## WHAT YOU WILL DO
Whenever a line below includes the word "mountain", copy that line.

** Opening ENTRIES SHOWN block **

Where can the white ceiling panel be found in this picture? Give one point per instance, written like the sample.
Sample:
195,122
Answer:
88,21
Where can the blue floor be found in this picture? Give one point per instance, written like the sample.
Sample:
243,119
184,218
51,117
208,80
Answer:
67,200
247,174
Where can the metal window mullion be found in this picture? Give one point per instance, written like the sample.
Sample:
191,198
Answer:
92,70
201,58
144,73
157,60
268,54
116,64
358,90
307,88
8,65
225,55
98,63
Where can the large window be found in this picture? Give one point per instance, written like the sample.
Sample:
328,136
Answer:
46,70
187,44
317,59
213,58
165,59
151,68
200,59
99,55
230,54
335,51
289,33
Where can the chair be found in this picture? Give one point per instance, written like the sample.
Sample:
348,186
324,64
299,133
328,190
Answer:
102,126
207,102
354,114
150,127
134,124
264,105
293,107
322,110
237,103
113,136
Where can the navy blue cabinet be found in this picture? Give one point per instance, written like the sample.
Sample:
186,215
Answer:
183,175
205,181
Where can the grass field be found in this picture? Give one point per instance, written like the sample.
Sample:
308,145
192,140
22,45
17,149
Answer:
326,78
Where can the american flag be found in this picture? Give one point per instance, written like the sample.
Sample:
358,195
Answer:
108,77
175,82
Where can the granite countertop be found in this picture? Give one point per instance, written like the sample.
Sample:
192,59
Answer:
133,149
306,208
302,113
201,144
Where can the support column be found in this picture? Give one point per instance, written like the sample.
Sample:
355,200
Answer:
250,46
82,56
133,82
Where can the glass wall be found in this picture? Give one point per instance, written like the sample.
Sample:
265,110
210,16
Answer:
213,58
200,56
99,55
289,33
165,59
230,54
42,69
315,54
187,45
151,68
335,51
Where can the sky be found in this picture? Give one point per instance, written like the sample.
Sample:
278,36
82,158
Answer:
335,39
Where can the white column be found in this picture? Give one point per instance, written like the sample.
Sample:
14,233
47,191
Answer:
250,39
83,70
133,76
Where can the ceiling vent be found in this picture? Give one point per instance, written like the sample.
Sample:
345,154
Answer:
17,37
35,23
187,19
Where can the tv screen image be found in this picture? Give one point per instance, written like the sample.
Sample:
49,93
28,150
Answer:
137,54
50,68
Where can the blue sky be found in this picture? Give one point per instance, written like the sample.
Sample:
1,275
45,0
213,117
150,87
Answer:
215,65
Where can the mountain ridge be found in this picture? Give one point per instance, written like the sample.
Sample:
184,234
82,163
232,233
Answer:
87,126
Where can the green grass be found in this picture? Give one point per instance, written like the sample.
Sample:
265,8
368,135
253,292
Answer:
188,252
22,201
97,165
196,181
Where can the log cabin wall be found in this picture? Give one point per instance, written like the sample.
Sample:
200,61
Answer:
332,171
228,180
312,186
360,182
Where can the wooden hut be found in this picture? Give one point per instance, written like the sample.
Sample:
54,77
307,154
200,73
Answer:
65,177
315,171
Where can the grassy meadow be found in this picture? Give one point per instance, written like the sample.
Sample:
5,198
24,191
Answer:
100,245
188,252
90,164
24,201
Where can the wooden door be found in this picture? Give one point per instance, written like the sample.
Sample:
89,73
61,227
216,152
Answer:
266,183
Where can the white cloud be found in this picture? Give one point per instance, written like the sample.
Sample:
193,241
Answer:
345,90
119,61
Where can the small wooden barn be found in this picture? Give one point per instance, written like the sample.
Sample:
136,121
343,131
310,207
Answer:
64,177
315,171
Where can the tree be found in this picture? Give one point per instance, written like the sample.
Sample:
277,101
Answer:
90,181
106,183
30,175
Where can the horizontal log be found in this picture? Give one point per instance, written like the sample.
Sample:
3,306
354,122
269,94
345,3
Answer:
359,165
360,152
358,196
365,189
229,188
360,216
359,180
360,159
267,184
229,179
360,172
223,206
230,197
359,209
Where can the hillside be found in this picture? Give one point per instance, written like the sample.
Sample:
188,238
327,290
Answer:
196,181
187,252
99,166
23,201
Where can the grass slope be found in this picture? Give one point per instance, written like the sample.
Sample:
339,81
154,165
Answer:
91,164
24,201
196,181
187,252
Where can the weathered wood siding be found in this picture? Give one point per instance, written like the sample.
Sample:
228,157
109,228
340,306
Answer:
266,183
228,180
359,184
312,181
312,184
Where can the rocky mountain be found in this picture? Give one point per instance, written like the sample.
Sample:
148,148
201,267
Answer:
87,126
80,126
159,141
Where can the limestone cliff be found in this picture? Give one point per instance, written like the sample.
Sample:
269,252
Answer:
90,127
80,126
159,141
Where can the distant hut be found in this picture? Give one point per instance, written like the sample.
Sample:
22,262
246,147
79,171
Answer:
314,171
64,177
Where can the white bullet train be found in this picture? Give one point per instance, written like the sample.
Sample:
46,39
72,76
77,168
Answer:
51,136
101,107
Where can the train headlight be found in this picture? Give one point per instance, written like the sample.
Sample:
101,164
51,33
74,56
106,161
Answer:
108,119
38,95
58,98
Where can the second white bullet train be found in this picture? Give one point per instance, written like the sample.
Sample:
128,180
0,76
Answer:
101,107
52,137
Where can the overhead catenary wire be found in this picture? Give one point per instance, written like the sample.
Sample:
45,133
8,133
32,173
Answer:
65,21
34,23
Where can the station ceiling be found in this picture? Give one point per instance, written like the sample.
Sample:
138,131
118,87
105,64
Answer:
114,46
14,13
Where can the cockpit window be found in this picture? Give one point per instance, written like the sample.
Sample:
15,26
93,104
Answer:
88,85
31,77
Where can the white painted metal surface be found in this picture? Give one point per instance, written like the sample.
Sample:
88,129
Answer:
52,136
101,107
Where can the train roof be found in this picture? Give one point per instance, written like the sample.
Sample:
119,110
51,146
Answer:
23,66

** Closing ENTRIES SHOWN block **

## ANSWER TO THIS EXERCISE
Where can the mountain ridge be found in this picture? Give one point per instance, written like the sample.
Where can the rocky mountain be found in this picture? Give one point per instance, written like the sample.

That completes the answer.